### MATERIAL FOR THIS TASK
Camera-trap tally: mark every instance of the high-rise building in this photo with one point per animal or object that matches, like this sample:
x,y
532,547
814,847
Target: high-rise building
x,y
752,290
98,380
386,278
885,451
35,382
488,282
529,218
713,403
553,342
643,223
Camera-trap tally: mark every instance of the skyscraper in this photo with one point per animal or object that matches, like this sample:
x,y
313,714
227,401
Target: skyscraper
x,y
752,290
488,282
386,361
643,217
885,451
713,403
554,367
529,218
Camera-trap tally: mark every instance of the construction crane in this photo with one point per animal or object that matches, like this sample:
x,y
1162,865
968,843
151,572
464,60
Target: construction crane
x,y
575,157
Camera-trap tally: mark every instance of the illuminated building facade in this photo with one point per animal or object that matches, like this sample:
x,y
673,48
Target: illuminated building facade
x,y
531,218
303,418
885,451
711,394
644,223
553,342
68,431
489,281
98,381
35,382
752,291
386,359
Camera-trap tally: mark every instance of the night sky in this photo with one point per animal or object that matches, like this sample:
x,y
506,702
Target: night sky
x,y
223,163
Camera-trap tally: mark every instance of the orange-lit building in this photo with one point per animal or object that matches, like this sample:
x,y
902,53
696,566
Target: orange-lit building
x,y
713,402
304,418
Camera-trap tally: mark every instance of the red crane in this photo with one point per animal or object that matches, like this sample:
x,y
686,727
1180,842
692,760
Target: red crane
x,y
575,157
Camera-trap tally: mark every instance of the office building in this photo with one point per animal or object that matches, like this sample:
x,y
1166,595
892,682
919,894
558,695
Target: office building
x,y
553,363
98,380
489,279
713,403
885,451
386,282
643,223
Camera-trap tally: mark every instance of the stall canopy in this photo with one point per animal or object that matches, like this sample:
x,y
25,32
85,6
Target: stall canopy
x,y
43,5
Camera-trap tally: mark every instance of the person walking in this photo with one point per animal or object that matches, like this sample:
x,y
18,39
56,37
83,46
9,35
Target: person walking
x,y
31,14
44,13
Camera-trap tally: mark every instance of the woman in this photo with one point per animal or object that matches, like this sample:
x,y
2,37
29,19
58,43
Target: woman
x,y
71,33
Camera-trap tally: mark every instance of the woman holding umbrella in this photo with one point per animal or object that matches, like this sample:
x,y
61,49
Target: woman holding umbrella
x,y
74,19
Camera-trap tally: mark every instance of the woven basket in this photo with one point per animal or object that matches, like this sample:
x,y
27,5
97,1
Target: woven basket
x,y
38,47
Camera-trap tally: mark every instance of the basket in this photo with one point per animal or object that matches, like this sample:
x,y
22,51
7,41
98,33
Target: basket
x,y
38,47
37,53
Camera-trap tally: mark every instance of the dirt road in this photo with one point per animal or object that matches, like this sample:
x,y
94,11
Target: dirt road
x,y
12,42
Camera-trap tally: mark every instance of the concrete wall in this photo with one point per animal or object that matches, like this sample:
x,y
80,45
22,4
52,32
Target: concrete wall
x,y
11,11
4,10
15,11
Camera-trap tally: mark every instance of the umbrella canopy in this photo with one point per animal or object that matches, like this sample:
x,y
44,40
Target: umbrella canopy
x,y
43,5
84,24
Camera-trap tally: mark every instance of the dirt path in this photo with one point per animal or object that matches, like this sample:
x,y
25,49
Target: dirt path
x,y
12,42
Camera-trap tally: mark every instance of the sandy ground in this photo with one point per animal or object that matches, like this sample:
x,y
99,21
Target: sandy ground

### PROMPT
Please transcribe the records above in full, keeping every word.

### OUTPUT FOR THIS TASK
Camera-trap tally: mark every instance of the high-rise building in this photo with one point per animal or object that matches, like this sample:
x,y
532,547
814,847
Target: high-rise building
x,y
752,290
98,380
386,278
885,451
35,382
488,282
529,218
713,403
553,342
643,223
Camera-trap tally: mark every instance of the skyscraper in this photo with one point per animal or object that matches, like this sample:
x,y
313,714
227,401
Target: skyscraper
x,y
752,290
488,282
386,361
643,217
885,451
713,403
554,367
529,218
Camera-trap tally: mark every instance of the construction crane in this photo with one point per animal or object that matches, like this sample:
x,y
1162,865
968,843
151,572
464,60
Target: construction crane
x,y
575,157
Camera-trap tally: mark every instance of the illuminated building facade in this photo with one point per animal or object that matches, like this sample:
x,y
673,48
Target: illuminated building facade
x,y
531,218
303,418
885,451
711,394
644,223
553,342
68,431
489,281
98,381
35,382
752,291
386,359
Camera-trap tally: mark every instance of the night sky in this photo with one point per animal or object that matches, like this sample:
x,y
506,702
Target: night sky
x,y
223,163
Camera-trap tally: mark every instance of the orange-lit building in this photo with one point per animal or object that matches, like this sample:
x,y
902,53
696,566
Target: orange-lit building
x,y
713,402
304,418
Camera-trap tally: mark every instance of the red crane in this photo with one point per animal or object that matches, like this sample:
x,y
686,727
1180,842
692,760
Target: red crane
x,y
575,157
Camera-trap tally: mark every instance of the office building in this photo with one point per animal or object that matches, like this sample:
x,y
1166,595
892,682
919,894
558,695
Target: office building
x,y
553,363
98,380
489,279
713,403
885,451
386,282
643,223
Camera-trap tally: mark every instance of the stall canopy in this photo with one point per animal or object that matches, like this sample:
x,y
25,32
85,6
Target: stall canopy
x,y
43,5
Camera-trap tally: mark every instance of the person walking in this photo with one point per animal or object that matches, like this sample:
x,y
18,39
56,37
83,46
9,35
Target: person walking
x,y
31,14
44,13
Camera-trap tally: mark every instance of the woman in this photo with one point per animal or object that matches, like this sample:
x,y
2,37
29,19
58,43
Target: woman
x,y
71,33
Camera-trap tally: mark every instance of the woman holding umbrella in this photo with one point per animal or object that matches, like this sample:
x,y
61,49
Target: woman holding umbrella
x,y
74,19
Camera-trap tally: mark every instance of the woven basket in this photo with one point per animal or object that matches, like this sample:
x,y
27,5
97,1
Target: woven basket
x,y
38,47
Camera-trap tally: mark every instance of the basket in this photo with one point per animal or object that matches, like this sample:
x,y
22,51
7,41
98,33
Target: basket
x,y
38,47
37,53
Camera-trap tally: mark every instance of the dirt road in this photo with one point per animal or object that matches, like this sample:
x,y
94,11
Target: dirt road
x,y
12,42
Camera-trap tally: mark every instance of the concrete wall in this photo with one point per animal or object that matches, like this sample:
x,y
80,45
22,4
52,32
Target: concrete wall
x,y
11,11
4,10
15,11
Camera-trap tally: mark every instance of the umbrella canopy in this photo with one point per animal or object that matches, like this sample:
x,y
44,40
Target: umbrella canopy
x,y
43,5
84,24
Camera-trap tally: mark every instance of the dirt path in this photo with one point per animal or object that matches, like this sample:
x,y
25,49
Target: dirt path
x,y
12,42
Camera-trap tally: mark every instance of the sandy ground in this photo with one point per animal or object that matches, like this sample:
x,y
99,21
Target: sandy ground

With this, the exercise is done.